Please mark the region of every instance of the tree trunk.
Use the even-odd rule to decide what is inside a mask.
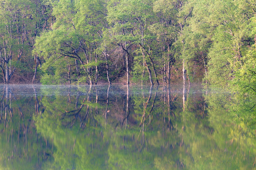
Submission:
[[[152,59],[152,58],[149,55],[149,58],[150,60],[150,62],[151,63],[151,65],[152,65],[152,67],[153,67],[153,71],[154,71],[154,74],[155,75],[155,77],[156,78],[156,83],[158,85],[159,84],[159,82],[158,81],[158,80],[157,79],[157,76],[156,76],[156,69],[155,69],[155,66],[154,65],[154,63],[153,63],[153,60]]]
[[[182,62],[182,77],[183,78],[183,85],[186,85],[186,70],[185,69],[185,59],[183,59]]]
[[[97,62],[98,59],[98,54],[96,54],[95,55],[95,63],[96,63],[96,70],[95,73],[95,84],[96,85],[98,83],[98,65],[97,65]]]
[[[108,60],[107,59],[107,52],[105,51],[103,52],[104,53],[104,55],[105,56],[105,59],[106,59],[106,69],[107,70],[107,77],[108,77],[108,84],[111,84],[110,81],[109,79],[109,75],[108,74]]]
[[[76,74],[77,74],[78,78],[80,75],[80,72],[79,72],[79,67],[77,59],[75,60],[75,64],[76,64]]]
[[[39,61],[38,60],[38,57],[37,55],[35,56],[35,63],[36,63],[36,67],[35,67],[35,72],[34,74],[33,80],[32,80],[32,82],[33,82],[33,83],[35,83],[35,81],[36,80],[36,74],[37,74],[37,68],[38,65],[39,65]]]
[[[126,42],[125,42],[125,59],[126,61],[126,84],[130,83],[130,79],[129,77],[129,53],[127,51],[127,47],[126,47]]]

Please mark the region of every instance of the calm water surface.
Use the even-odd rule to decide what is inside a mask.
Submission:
○ ○ ○ ○
Reproduce all the entries above line for line, leaving out the pictures.

Please mark the region of every instance of the tree trunk.
Use the even-odd rule to decide what is inside a mask.
Submission:
[[[152,59],[152,58],[149,55],[149,58],[150,60],[150,62],[151,63],[151,65],[152,65],[152,67],[153,67],[153,71],[154,71],[154,74],[155,75],[155,77],[156,78],[156,83],[158,85],[159,84],[159,82],[158,81],[158,80],[157,79],[157,76],[156,76],[156,69],[155,69],[155,66],[154,65],[154,63],[153,63],[153,60]]]
[[[182,62],[182,77],[183,78],[183,85],[186,85],[186,70],[185,69],[185,59],[183,59]]]
[[[97,62],[98,59],[98,54],[96,54],[95,55],[95,63],[96,63],[96,70],[95,73],[95,84],[96,85],[98,83],[98,65],[97,65]]]
[[[108,60],[107,59],[107,52],[105,51],[103,52],[104,53],[104,55],[105,56],[105,59],[106,59],[106,69],[107,70],[107,77],[108,77],[108,84],[111,84],[110,81],[109,79],[109,75],[108,74]]]
[[[76,74],[77,74],[78,78],[80,75],[80,72],[79,72],[79,67],[77,59],[75,60],[75,64],[76,64]]]
[[[39,61],[38,60],[38,57],[37,55],[35,56],[35,63],[36,63],[36,67],[35,67],[35,72],[34,74],[33,80],[32,80],[32,82],[33,82],[33,83],[35,83],[35,81],[36,80],[36,74],[37,74],[37,68],[38,65],[39,65]]]
[[[126,42],[125,42],[125,59],[126,61],[126,84],[130,83],[130,79],[129,77],[129,53],[127,51],[127,47],[126,47]]]

Please mark the region of every instance of the calm water surface.
Use the even-odd rule to decide what is inside a mask.
Submission:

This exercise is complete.